--- Task directions ---
The data should be transcribed in its entirety, word for word.

--- Data extract Enclosed Below ---

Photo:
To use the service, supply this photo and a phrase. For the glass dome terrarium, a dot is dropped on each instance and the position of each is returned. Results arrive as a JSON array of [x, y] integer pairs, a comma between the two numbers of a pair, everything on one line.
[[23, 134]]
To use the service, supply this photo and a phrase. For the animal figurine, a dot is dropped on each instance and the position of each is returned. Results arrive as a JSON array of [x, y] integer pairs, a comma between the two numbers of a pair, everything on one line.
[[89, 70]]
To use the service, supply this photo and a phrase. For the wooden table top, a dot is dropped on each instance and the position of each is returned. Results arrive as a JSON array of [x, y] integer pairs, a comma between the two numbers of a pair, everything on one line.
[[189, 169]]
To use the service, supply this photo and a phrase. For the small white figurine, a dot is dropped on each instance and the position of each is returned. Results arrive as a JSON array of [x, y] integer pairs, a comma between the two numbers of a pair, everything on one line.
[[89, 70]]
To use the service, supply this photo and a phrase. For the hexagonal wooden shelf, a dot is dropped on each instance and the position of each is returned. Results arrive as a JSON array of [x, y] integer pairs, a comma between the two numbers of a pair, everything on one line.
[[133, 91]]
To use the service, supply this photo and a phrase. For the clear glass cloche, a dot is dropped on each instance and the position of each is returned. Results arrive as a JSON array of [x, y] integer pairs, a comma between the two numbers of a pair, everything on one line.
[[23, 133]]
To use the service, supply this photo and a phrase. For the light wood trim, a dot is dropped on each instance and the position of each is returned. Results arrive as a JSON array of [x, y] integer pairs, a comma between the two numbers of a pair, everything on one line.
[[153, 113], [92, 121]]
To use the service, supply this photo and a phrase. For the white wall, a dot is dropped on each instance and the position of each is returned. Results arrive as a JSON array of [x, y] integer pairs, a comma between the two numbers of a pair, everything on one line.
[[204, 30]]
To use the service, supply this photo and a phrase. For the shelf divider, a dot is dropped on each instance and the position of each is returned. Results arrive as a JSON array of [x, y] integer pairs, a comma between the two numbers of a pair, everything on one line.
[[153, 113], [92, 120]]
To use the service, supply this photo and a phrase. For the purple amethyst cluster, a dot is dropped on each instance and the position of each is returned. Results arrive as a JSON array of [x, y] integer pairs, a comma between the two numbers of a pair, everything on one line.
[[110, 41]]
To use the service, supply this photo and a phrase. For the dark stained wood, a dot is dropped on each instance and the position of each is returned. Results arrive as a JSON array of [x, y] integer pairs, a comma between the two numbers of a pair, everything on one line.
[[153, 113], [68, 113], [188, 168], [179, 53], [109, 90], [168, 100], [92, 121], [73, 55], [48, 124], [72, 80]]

--- End of Enclosed Data extract ---

--- Answer box ---
Photo:
To use the service, supply this photo and a phrase. For the glass dome terrarium, a dot is dropped on each instance and the position of each is returned. Results arrive as a JSON array of [x, y] integer pairs, a comma between the two numbers of a pair, everything on one line.
[[23, 134]]
To use the service, supply this photo and a phrase. For the animal figurine, a dot is dropped on each instance and the position of each is returned. Results arrive as a JSON array of [x, y] integer pairs, a comma between the two numbers of a pair, everything on one line.
[[89, 70]]
To use the service, supply this photo and a phrase. For the wooden table top, a dot is dropped on each instance and the position of each is returned. Results arrive as a JSON array of [x, y] integer pairs, a comma between the two numbers of a pair, everything on one line.
[[189, 169]]
To use the service, supply this photo and a phrase. For the small white figurine, a dot is dropped on each instance and the position of each is returned. Results arrive as a JSON array of [x, y] integer pairs, a comma between the two numbers of a pair, everything on one line.
[[89, 70]]
To use the service, supply this photo and a phrase. For the hexagonal wooden shelf, a dot is dropped on each instance and the position of each is returned. Results arrive as a JSON array of [x, y] integer pairs, a comma between the two numbers of a pair, everything on one line.
[[133, 91]]
To use the service, supply this photo and a phrase. For the clear glass cloche, a dot is dropped on each instance and the position of each is returned. Results arrive as a JSON array of [x, y] integer pairs, a comma between the two numbers of a pair, everything on one line.
[[23, 133]]
To use the service, supply this photo and a phrase. For the light wood trim, a dot is dropped on each instance and the position of each is returned. Results arrive as a JSON array of [x, y] integer pairs, a comma between the two numbers of a pair, everything on one line.
[[153, 113], [92, 121]]
To use the service, supply this photo and a phrase. For the white wall, a dot is dropped on each instance and the position of each is returned. Results arrive as a JSON array of [x, y] integer pairs, a comma between the two numbers of a pair, everything on one line.
[[204, 30]]
To use the service, supply this photo and a phrase. For the shelf divider, a dot is dropped on each instance and the position of each is returned. Results arrive as a JSON array of [x, y] integer pairs, a comma between the two numbers of a pair, everything on one line.
[[153, 113], [92, 120]]
To use the service, supply this photo and a phrase. For the purple amethyst cluster, a dot is dropped on each instance and the position of each is returned. Results arrive as a JSON array of [x, y] integer pairs, a comma between the two numbers of a pair, everything on one line.
[[110, 41]]
To use the service, supply this photo and a phrase. For the dark stained wood, a dot is dropped on each instance and the position of each is returned. Results arrive as a JSON array of [x, y] integer pairs, a comma between the two numbers of a pair, everything on one line.
[[153, 113], [68, 113], [188, 168], [179, 53], [109, 90], [168, 100], [92, 121], [73, 55], [48, 124], [72, 80]]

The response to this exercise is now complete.